> [TASK INSTRUCTIONS] Using the data below, output the first line and every line after it up to and including the line containing "Where can the canada", exactly as written and with nothing added.

> [RECORDED INFORMATION]
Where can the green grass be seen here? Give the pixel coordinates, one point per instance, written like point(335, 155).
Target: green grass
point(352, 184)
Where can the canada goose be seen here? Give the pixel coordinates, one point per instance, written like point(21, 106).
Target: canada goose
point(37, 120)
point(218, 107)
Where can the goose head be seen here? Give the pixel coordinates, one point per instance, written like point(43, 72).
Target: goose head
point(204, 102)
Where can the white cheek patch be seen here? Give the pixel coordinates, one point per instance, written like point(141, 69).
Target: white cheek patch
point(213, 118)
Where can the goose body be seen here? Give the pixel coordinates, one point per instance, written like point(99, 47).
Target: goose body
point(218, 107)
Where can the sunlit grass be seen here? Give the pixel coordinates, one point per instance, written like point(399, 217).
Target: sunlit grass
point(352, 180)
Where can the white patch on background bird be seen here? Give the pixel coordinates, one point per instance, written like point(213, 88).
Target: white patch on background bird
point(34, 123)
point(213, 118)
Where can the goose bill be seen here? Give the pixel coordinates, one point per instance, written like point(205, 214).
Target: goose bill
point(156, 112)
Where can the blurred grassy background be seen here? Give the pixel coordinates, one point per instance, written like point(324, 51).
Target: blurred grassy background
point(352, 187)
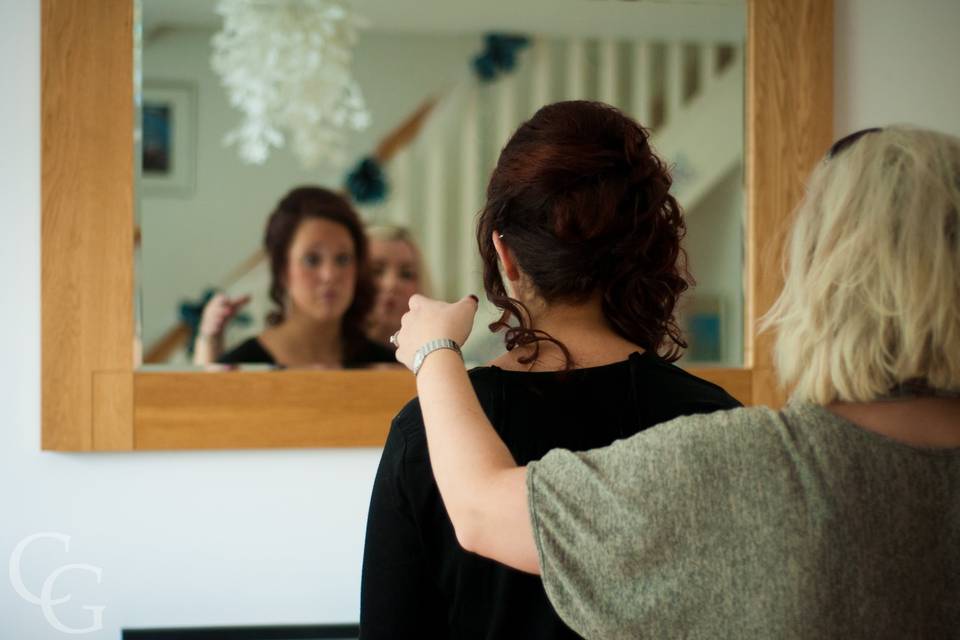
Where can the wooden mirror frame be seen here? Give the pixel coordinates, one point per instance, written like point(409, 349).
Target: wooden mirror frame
point(94, 399)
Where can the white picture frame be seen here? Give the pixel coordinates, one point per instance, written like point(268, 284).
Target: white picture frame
point(167, 148)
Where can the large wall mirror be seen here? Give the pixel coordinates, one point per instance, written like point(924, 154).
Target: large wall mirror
point(738, 95)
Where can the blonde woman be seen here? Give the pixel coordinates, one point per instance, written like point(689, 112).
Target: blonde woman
point(399, 272)
point(836, 517)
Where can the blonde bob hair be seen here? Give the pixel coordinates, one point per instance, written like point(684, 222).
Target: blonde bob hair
point(396, 233)
point(871, 300)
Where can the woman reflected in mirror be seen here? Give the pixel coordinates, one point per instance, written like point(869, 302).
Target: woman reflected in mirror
point(320, 285)
point(580, 242)
point(398, 269)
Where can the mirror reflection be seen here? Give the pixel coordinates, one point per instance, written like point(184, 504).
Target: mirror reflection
point(443, 90)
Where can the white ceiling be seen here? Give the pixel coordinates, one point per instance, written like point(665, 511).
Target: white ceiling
point(661, 19)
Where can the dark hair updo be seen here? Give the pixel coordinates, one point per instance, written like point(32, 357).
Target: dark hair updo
point(296, 206)
point(584, 205)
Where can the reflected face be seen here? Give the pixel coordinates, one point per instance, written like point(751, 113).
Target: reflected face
point(395, 271)
point(321, 269)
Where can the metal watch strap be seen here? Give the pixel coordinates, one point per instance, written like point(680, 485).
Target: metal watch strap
point(430, 347)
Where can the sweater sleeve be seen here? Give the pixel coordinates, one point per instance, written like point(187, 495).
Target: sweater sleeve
point(637, 536)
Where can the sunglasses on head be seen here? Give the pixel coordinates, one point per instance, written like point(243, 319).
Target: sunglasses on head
point(848, 140)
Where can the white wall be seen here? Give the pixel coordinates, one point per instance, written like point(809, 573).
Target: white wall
point(274, 536)
point(896, 61)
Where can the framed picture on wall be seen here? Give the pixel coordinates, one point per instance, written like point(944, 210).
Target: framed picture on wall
point(168, 133)
point(701, 319)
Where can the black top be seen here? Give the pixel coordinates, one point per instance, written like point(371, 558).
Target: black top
point(417, 580)
point(252, 351)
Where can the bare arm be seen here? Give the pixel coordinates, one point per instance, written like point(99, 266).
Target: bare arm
point(208, 345)
point(482, 487)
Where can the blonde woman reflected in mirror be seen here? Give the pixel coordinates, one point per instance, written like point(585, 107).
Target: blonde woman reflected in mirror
point(320, 285)
point(835, 517)
point(399, 271)
point(580, 242)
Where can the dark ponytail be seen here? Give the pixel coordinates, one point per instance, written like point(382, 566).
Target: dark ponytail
point(584, 205)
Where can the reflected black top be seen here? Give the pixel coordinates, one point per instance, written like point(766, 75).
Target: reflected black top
point(252, 351)
point(417, 580)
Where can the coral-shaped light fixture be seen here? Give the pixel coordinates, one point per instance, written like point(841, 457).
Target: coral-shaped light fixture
point(286, 65)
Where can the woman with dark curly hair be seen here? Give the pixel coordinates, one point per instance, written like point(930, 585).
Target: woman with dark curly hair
point(580, 241)
point(320, 283)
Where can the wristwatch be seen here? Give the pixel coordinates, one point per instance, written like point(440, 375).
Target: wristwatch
point(430, 347)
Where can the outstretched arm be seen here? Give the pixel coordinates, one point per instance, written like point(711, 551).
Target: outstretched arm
point(482, 487)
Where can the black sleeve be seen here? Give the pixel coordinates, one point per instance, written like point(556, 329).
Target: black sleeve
point(398, 599)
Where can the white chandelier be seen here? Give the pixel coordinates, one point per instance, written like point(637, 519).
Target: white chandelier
point(286, 65)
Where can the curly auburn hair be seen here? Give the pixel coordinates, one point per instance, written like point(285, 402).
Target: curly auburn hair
point(296, 206)
point(583, 203)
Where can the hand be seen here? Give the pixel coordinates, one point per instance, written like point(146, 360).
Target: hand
point(218, 312)
point(432, 320)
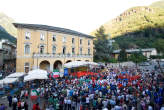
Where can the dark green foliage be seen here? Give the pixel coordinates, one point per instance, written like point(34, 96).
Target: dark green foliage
point(146, 38)
point(137, 57)
point(156, 57)
point(100, 34)
point(102, 47)
point(5, 35)
point(122, 56)
point(159, 45)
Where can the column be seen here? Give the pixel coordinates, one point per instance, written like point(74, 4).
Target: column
point(51, 67)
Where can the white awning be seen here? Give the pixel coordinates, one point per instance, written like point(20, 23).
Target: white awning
point(75, 64)
point(16, 75)
point(78, 64)
point(8, 80)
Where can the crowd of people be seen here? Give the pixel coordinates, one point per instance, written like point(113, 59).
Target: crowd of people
point(7, 69)
point(114, 89)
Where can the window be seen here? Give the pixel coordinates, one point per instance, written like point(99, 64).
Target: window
point(81, 50)
point(80, 41)
point(73, 40)
point(26, 67)
point(89, 42)
point(41, 49)
point(64, 39)
point(27, 35)
point(89, 51)
point(41, 36)
point(73, 50)
point(54, 49)
point(27, 49)
point(64, 50)
point(54, 38)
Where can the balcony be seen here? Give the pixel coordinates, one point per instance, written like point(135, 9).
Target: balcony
point(38, 55)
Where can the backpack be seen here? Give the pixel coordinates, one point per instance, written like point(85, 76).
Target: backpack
point(19, 104)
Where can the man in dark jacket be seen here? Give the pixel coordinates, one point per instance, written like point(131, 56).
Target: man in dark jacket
point(9, 97)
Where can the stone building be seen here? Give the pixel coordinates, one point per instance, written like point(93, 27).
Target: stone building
point(49, 48)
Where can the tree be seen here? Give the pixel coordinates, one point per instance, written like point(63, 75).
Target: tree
point(100, 34)
point(122, 56)
point(159, 45)
point(102, 47)
point(137, 57)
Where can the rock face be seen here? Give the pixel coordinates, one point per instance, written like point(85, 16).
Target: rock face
point(6, 25)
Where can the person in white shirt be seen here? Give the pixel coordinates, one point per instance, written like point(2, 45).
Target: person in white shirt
point(87, 100)
point(14, 100)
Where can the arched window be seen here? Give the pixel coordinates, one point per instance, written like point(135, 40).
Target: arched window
point(89, 51)
point(64, 50)
point(81, 51)
point(26, 67)
point(41, 49)
point(41, 36)
point(54, 38)
point(27, 49)
point(53, 49)
point(27, 35)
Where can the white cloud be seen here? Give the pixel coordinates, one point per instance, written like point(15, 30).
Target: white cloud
point(80, 15)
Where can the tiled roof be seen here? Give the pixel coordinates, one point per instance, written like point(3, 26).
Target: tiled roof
point(51, 28)
point(135, 50)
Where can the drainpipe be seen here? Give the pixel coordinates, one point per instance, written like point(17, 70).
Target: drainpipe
point(47, 41)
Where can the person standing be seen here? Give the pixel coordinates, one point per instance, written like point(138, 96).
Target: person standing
point(9, 97)
point(15, 100)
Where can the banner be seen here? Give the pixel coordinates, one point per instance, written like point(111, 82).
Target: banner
point(66, 72)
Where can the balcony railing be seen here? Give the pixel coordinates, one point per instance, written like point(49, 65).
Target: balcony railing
point(46, 55)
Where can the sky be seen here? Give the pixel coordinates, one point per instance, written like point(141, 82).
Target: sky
point(80, 15)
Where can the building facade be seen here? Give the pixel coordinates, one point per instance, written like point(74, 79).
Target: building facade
point(7, 51)
point(49, 48)
point(146, 52)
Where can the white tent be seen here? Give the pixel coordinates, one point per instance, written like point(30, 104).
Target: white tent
point(92, 63)
point(16, 75)
point(8, 80)
point(36, 74)
point(78, 63)
point(75, 64)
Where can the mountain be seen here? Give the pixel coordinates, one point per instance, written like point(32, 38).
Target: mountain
point(6, 23)
point(134, 19)
point(158, 4)
point(138, 27)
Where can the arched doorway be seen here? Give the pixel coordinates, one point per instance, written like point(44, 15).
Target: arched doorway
point(68, 61)
point(58, 65)
point(45, 65)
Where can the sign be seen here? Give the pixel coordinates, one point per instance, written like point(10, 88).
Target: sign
point(66, 72)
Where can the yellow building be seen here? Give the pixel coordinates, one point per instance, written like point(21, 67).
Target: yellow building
point(49, 48)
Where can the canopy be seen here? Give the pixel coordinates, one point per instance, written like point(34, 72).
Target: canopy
point(8, 80)
point(36, 74)
point(92, 63)
point(76, 64)
point(16, 75)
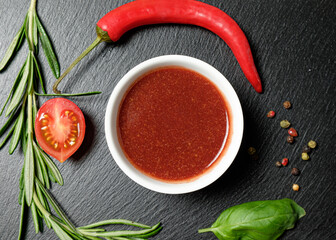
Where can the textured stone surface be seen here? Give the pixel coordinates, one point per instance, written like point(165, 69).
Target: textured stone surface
point(293, 43)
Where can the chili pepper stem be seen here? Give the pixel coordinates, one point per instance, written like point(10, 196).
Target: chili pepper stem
point(83, 54)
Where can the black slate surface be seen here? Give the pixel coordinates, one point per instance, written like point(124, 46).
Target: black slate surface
point(293, 43)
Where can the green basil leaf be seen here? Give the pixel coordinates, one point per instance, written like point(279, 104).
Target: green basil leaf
point(11, 49)
point(48, 49)
point(17, 131)
point(16, 98)
point(29, 171)
point(260, 220)
point(18, 78)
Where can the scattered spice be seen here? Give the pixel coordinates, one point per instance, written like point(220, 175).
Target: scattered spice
point(296, 187)
point(284, 162)
point(306, 149)
point(295, 172)
point(287, 104)
point(305, 156)
point(278, 164)
point(251, 151)
point(271, 114)
point(290, 139)
point(292, 132)
point(285, 124)
point(312, 144)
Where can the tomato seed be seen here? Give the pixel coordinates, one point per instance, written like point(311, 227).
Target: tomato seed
point(292, 132)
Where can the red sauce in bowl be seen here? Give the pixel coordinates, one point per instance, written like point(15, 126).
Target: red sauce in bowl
point(173, 124)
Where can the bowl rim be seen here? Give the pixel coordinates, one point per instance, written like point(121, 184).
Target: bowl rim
point(236, 123)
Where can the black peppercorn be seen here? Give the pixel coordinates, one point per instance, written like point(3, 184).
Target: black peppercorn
point(306, 149)
point(290, 139)
point(295, 172)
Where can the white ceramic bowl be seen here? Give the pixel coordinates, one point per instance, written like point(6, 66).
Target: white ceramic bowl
point(235, 119)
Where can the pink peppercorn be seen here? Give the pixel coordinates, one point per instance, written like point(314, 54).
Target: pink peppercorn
point(284, 162)
point(292, 132)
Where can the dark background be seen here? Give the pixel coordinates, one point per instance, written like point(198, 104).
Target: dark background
point(293, 43)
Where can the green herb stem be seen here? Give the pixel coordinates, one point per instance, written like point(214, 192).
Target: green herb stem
point(83, 54)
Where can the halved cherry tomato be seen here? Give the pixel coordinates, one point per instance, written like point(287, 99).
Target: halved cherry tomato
point(59, 128)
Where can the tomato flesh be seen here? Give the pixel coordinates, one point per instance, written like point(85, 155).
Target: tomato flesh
point(60, 128)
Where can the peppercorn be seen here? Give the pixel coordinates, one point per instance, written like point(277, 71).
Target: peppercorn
point(295, 172)
point(305, 156)
point(278, 164)
point(285, 124)
point(292, 132)
point(251, 151)
point(284, 162)
point(287, 104)
point(271, 114)
point(296, 187)
point(290, 139)
point(306, 149)
point(312, 144)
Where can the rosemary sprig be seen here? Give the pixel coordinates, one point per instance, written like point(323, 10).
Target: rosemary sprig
point(38, 169)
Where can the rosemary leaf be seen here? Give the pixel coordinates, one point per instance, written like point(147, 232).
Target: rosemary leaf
point(17, 131)
point(42, 164)
point(68, 94)
point(35, 40)
point(125, 233)
point(56, 207)
point(11, 49)
point(8, 122)
point(7, 137)
point(29, 171)
point(52, 167)
point(48, 49)
point(35, 216)
point(116, 221)
point(59, 231)
point(16, 99)
point(39, 75)
point(19, 76)
point(22, 216)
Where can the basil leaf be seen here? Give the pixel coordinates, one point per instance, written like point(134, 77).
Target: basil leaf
point(260, 220)
point(48, 49)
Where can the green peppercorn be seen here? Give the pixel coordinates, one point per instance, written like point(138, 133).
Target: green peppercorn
point(312, 144)
point(290, 139)
point(285, 124)
point(278, 164)
point(306, 149)
point(305, 156)
point(295, 172)
point(251, 151)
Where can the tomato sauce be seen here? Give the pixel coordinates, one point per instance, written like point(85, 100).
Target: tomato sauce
point(173, 124)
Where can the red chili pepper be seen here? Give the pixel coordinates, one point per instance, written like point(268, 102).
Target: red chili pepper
point(145, 12)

> [RESPONSE FOR THIS EXERCISE]
Where can the green grass be seen here? Give the pixel coordinates, one point per instance, written like point(335, 155).
Target: green grass
point(352, 184)
Where can the canada goose be seen here? Give the pixel coordinates, one point per instance, written like point(21, 106).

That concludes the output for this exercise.